◆ Texte fourni ◆
Berne n'a rien voulu entendre

Un accord était sur le bureau de Donald Trump, négocié, approuvé par les ministres et prêt à être signé. Mais la Suisse n'a pas reçu de signature, seulement un chiffre de 39%. Ces droits de douane exorbitants créent la débâcle au Conseil fédéral et montrent que la diplomatie traditionnelle a ses limites.

Dans l'univers de Trump, ce ne sont pas les accords bien ficelés ou les usages diplomatiques qui comptent, mais les relations et les contacts personnels, et Berne semble avoir mis du temps à le comprendre. Dans les négociations en cours sur les droits de douane, le Conseil fédéral s'appuie désormais sur les représentants des secteurs économiques suisses, qui ont un «accès différent» à Washington, selon la conseillère fédérale Karin Keller-Sutter. Le gouvernement affirme que la Suisse a besoin de personnes capables d'atteindre le Bureau ovale et de gagner l'attention de Trump pour le persuader de baisser les droits de douane.

Entrées enregistrées:
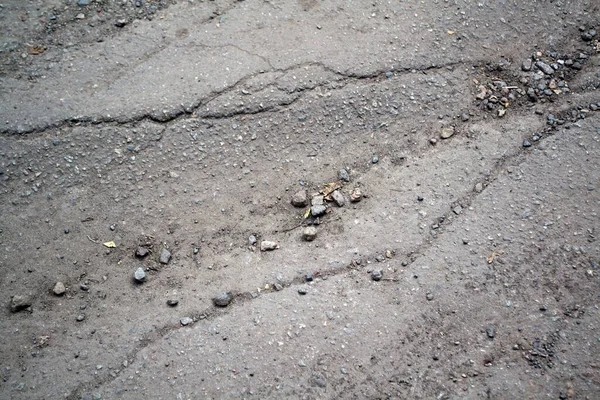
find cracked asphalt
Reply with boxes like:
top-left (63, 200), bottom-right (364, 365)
top-left (0, 0), bottom-right (600, 400)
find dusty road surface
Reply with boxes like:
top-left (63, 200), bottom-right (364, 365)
top-left (0, 0), bottom-right (600, 400)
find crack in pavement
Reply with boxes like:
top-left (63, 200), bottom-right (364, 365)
top-left (66, 91), bottom-right (600, 400)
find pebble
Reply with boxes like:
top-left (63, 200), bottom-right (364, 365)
top-left (310, 205), bottom-right (327, 217)
top-left (291, 190), bottom-right (308, 207)
top-left (158, 249), bottom-right (171, 264)
top-left (338, 168), bottom-right (350, 182)
top-left (302, 226), bottom-right (317, 242)
top-left (331, 190), bottom-right (346, 207)
top-left (133, 267), bottom-right (146, 282)
top-left (213, 292), bottom-right (233, 307)
top-left (298, 286), bottom-right (308, 296)
top-left (52, 282), bottom-right (67, 296)
top-left (535, 61), bottom-right (554, 75)
top-left (310, 194), bottom-right (325, 206)
top-left (260, 240), bottom-right (279, 251)
top-left (350, 188), bottom-right (362, 203)
top-left (440, 126), bottom-right (454, 139)
top-left (581, 29), bottom-right (596, 42)
top-left (371, 269), bottom-right (383, 282)
top-left (135, 246), bottom-right (150, 258)
top-left (10, 294), bottom-right (32, 312)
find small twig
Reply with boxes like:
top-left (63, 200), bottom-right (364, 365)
top-left (87, 235), bottom-right (100, 243)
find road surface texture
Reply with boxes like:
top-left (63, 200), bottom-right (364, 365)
top-left (0, 0), bottom-right (600, 400)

◆ Action à mener ◆
Recopiez le texte fourni en entier, à l'identique.

◆ Réponse rédigée ◆
Berne n'a rien voulu entendre

Un accord était sur le bureau de Donald Trump, négocié, approuvé par les ministres et prêt à être signé. Mais la Suisse n'a pas reçu de signature, seulement un chiffre de 39%. Ces droits de douane exorbitants créent la débâcle au Conseil fédéral et montrent que la diplomatie traditionnelle a ses limites.

Dans l'univers de Trump, ce ne sont pas les accords bien ficelés ou les usages diplomatiques qui comptent, mais les relations et les contacts personnels, et Berne semble avoir mis du temps à le comprendre. Dans les négociations en cours sur les droits de douane, le Conseil fédéral s'appuie désormais sur les représentants des secteurs économiques suisses, qui ont un «accès différent» à Washington, selon la conseillère fédérale Karin Keller-Sutter. Le gouvernement affirme que la Suisse a besoin de personnes capables d'atteindre le Bureau ovale et de gagner l'attention de Trump pour le persuader de baisser les droits de douane.